++++ EXTRAIT CHOISI

Les deux pianistes sur scène, Elsa Bonnet qui joue « à la maison » (elle a débuté ses études pianistiques à Aix-en-Provence avant d’intégrer le CNSM de Paris et de connaître une carrière internationale) et Pierre-Marie Gasnier lui aussi au palmarès impressionnant et « ambassadeur Pleyel », adoptent des costumes (dus à Nadia Fabrizio) qui renvoient aux deux protagonistes du conte, petite robe de poupée et nœud blanc dans les cheveux pour elle et tenue d’enfant sage pour lui. La vivacité complice et intelligente des instrumentistes tresse les phrases musicales autour du récit porté avec une subtile espièglerie par Nadia Fabrizio. Les voix des personnages naissent au fil de la narration ; les articulations du conte, les formules incantatoires scandent le déroulé de l’action tandis que les dessins de Lorenzo Mattoti, rétro-projetés sur un grand écran en fond de scène épousent les péripéties du conte. On voit l’ombre de la main armée d’un pinceau tracer des formes étranges qui peu à peu prennent sens.

++++++++

CONSIGNES À SUIVRE ▸
1) Résumez l'extrait sur le spectacle en deux phrases.
2) D'après l'extrait sur le spectacle, dans quelle ville Elsa Bonnet a-t-elle débuté ses études pianistiques ?
3) Écrivez la suite de l'extrait sur le spectacle.

++++ EXTRAITS DU CORPUS

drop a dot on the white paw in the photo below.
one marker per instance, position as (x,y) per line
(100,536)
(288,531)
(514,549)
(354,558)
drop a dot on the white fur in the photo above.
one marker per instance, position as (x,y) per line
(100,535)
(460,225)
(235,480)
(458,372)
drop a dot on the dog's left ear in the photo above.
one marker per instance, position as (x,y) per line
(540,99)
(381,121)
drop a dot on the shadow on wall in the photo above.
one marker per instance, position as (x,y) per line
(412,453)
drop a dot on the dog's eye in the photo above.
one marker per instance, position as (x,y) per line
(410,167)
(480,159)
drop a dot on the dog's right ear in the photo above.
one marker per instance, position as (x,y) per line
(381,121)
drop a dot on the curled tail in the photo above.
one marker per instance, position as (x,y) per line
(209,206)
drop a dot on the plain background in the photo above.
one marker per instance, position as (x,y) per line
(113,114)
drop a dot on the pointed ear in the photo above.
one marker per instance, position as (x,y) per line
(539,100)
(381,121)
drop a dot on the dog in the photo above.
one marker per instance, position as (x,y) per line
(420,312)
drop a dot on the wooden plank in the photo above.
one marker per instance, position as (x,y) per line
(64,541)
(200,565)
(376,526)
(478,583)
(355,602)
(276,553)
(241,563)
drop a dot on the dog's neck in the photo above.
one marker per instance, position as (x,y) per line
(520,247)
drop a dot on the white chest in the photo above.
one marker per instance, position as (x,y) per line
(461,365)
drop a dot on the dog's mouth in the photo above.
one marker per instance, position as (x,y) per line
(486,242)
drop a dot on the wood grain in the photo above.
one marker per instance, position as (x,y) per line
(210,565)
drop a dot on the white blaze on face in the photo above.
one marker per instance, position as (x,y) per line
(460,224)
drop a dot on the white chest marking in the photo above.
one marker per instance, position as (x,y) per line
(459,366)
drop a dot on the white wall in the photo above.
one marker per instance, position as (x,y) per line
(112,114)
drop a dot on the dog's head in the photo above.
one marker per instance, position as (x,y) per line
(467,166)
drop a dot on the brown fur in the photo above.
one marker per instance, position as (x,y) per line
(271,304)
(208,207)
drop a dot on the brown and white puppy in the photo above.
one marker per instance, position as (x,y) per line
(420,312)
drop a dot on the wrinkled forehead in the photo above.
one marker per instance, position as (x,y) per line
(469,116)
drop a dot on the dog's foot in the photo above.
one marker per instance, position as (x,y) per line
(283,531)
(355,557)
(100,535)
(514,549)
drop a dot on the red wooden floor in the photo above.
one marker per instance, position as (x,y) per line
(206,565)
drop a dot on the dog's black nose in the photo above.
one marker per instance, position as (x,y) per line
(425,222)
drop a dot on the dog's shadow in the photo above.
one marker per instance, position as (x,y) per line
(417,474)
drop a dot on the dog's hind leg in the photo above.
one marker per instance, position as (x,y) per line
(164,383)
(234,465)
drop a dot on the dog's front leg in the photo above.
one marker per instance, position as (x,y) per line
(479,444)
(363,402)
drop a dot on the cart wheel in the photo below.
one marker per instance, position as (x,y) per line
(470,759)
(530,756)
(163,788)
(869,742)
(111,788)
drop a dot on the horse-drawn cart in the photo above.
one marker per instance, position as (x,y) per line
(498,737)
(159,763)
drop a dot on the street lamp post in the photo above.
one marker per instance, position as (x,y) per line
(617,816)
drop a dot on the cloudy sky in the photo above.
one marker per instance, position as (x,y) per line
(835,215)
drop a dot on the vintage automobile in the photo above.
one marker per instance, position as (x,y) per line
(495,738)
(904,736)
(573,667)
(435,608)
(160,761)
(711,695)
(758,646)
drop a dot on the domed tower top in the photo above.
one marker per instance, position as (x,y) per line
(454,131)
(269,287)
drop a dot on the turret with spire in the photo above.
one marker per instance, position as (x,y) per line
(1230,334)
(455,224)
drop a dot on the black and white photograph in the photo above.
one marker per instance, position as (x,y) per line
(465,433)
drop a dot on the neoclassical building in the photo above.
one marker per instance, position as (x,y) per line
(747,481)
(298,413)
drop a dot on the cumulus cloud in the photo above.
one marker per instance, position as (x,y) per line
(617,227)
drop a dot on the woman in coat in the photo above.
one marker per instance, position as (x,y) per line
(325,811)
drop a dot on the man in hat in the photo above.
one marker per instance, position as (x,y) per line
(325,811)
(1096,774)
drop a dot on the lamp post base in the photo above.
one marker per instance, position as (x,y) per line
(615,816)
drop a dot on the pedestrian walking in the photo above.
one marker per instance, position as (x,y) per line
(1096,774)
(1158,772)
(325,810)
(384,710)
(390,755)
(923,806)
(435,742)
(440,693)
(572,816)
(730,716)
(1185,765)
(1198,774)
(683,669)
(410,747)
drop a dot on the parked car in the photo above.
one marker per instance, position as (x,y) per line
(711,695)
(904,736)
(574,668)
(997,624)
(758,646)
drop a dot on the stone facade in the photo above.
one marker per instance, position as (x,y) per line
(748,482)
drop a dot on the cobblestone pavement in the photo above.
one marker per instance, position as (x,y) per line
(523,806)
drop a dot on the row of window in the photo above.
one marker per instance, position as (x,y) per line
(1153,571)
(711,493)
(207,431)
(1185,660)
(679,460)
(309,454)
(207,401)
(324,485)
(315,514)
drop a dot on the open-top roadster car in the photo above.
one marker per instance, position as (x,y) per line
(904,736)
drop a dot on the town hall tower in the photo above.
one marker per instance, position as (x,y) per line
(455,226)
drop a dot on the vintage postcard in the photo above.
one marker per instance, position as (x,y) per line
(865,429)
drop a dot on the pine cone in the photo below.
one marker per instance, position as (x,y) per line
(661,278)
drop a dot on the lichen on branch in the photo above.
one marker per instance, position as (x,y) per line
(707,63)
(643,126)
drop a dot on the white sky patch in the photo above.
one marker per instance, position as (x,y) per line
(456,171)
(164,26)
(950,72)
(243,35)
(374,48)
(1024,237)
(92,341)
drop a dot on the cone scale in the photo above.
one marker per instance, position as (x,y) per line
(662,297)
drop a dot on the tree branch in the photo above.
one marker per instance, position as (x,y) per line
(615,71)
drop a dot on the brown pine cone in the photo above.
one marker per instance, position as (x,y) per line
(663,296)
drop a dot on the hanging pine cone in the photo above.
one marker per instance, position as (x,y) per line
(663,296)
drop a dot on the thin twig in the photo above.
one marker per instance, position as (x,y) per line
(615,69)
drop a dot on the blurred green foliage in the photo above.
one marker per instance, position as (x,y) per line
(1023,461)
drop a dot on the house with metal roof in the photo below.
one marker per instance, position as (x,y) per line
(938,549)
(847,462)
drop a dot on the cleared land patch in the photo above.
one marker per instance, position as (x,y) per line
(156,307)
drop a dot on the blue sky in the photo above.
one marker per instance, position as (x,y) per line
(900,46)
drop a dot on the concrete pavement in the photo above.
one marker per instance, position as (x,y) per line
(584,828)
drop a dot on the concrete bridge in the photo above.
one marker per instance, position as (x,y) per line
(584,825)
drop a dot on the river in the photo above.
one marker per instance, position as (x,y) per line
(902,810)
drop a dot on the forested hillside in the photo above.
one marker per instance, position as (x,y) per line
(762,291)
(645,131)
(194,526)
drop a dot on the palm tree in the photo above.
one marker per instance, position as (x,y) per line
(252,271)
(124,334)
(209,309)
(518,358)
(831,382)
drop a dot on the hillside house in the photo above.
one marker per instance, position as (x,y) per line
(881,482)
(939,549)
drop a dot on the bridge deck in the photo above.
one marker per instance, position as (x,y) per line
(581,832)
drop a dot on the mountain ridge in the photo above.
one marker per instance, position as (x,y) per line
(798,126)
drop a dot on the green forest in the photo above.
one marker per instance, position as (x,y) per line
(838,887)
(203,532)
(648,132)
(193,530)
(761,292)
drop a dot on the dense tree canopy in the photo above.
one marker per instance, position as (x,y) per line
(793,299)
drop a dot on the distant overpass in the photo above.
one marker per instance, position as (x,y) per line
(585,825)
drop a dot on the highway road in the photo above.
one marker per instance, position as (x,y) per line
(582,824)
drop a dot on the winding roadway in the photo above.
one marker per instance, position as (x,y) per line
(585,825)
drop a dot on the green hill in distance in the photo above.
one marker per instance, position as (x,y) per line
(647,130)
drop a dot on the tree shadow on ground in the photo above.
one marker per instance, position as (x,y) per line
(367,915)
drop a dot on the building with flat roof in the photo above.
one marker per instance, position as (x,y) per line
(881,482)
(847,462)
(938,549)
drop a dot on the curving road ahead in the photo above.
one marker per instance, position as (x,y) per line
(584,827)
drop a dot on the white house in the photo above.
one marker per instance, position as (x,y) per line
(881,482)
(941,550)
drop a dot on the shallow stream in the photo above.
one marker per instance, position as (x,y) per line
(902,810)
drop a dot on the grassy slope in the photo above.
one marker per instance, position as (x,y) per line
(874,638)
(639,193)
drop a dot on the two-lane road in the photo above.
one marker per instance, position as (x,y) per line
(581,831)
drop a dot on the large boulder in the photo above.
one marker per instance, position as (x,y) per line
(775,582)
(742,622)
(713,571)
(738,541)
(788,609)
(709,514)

++++++++

RÉPONSES PAR CONSIGNE ▸
1) Les pianistes Elsa Bonnet et Pierre-Marie Gasnier portent des costumes, dus à Nadia Fabrizio, qui renvoient aux deux protagonistes du conte. Leur jeu complice accompagne le récit porté par Nadia Fabrizio, tandis que les dessins de Lorenzo Mattoti, rétro-projetés sur un grand écran en fond de scène, épousent les péripéties du conte.

2) À Aix-en-Provence.

3)
La peur invoquée d’emblée par la conteuse se traduit dans le foisonnement des arbres, des perspectives où s’entremêlent ronces, buissons et fourrés, laissant une place minuscule aux personnages stylisés. Le mystère poétique des formes correspond à celui des musiques, et enrobe le spectateur dans son orbe expressionniste. Le conte se mue en fable par sa morale qui célèbre la fraternité solidaire. Le spectacle accessible dès huit ans est une pépite dont les largement plus de huit ans se régalent aussi !

MARYVONNE COLOMBANI

Hansel et Gretel a été donné du 30 novembre au 2 décembre au Théâtre du Jeu de Paume, Aix-en-Provence.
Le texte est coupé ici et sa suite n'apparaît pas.